--- Start of PAGE EXTRACT ---

SARALAND, Ala. (BP)–The horror of watching the disaster surrounding the space shuttle Challenger on Jan. 28, 1986, is something James A. “Gene” Thomas still remembers.

“My job that morning was launch director,” said Thomas, who gave his testimony recently at Lafitte Baptist Church, Saraland, Ala. “I was in charge of everything that went on — without the launch director’s approval, you don’t launch the shuttle.”

Describing the launch director as “one of the best technical jobs in the world, and the best job in the space program,” he said it is a position everyone wants.

“Everything was right with God; he was first in my life, and Jesus was important above everything. I was on top of the world,” Thomas said. “Then something happened. There’s no more terrible feeling than to all of sudden see that big ball of fire and smoke.”

Sitting in launch control at Kennedy Space Center in Cape Canaveral, Fla., he realized no difficulty in his life had been, or perhaps ever would be, as hard to cope with.

“When the realization hit me in about a minute that the astronauts were either dead or dying, I pounded my fist in my hand and said, ‘Lord, why does this have to happen?'” Thomas remembered. “And I can assure you God spoke to me like never before and said, ‘Don’t you worry about this, I’m still in charge of this universe; all of this will come to good.'”

Thomas shared how he attended a cookout with the Challenger crew the night before the launch. He said he had worked with pilot Mike Smith and commander Dick Scobee, who were “close friends, like brothers of mine.”

“I never left one of those [gatherings] that I didn’t think that it may the last time I see these folks alive,” Thomas said. “I got in my car, buckled my seat belt and I thought about safety.

--- End of PAGE EXTRACT ---
--- Start of DATA SUPPLIED ---

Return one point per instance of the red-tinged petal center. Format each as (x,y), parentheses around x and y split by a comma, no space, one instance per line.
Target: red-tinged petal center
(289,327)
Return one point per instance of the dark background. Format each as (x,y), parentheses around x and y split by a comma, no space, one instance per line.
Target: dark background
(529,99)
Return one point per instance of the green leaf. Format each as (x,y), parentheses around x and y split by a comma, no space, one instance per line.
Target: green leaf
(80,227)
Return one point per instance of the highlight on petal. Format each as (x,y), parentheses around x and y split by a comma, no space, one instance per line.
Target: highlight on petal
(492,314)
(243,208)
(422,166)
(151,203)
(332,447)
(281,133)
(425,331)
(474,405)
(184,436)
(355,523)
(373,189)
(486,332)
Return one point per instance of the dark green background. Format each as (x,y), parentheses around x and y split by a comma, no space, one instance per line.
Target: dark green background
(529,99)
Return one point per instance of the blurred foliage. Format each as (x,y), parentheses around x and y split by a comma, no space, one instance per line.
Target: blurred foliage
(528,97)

--- End of DATA SUPPLIED ---

Write out the stretch of the Challenger article from "Describing the launch" through "to cope with.", substituting "fireball" for "ball of fire". The rows were taken from a separate source.

#### WORKED ANSWER:
Describing the launch director as “one of the best technical jobs in the world, and the best job in the space program,” he said it is a position everyone wants.

“Everything was right with God; he was first in my life, and Jesus was important above everything. I was on top of the world,” Thomas said. “Then something happened. There’s no more terrible feeling than to all of sudden see that big fireball and smoke.”

Sitting in launch control at Kennedy Space Center in Cape Canaveral, Fla., he realized no difficulty in his life had been, or perhaps ever would be, as hard to cope with.